### GOAL OF THE EXERCISE
Lines holding the word "this" are the ones to copy from the data below.

======== EXERCISE MATERIALS ========

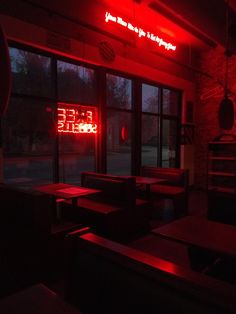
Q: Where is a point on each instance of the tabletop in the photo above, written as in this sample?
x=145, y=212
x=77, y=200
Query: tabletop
x=148, y=180
x=35, y=299
x=200, y=232
x=66, y=191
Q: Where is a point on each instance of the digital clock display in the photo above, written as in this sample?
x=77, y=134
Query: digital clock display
x=76, y=119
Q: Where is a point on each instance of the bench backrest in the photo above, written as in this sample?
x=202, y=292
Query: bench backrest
x=115, y=189
x=107, y=277
x=174, y=176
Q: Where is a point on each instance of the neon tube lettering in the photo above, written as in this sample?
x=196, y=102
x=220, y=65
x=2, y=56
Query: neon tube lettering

========

### EXPECTED OUTPUT
Q: Where is a point on each instance of the tabletop in the photo above, written as in this sample?
Q: Where is a point on each instance of the digital clock display in the photo above, written as in this sample?
Q: Where is a point on each instance of the bench backrest in the photo above, written as in this sample?
Q: Where is a point on each instance of the neon tube lettering in the photo above, written as in this sample?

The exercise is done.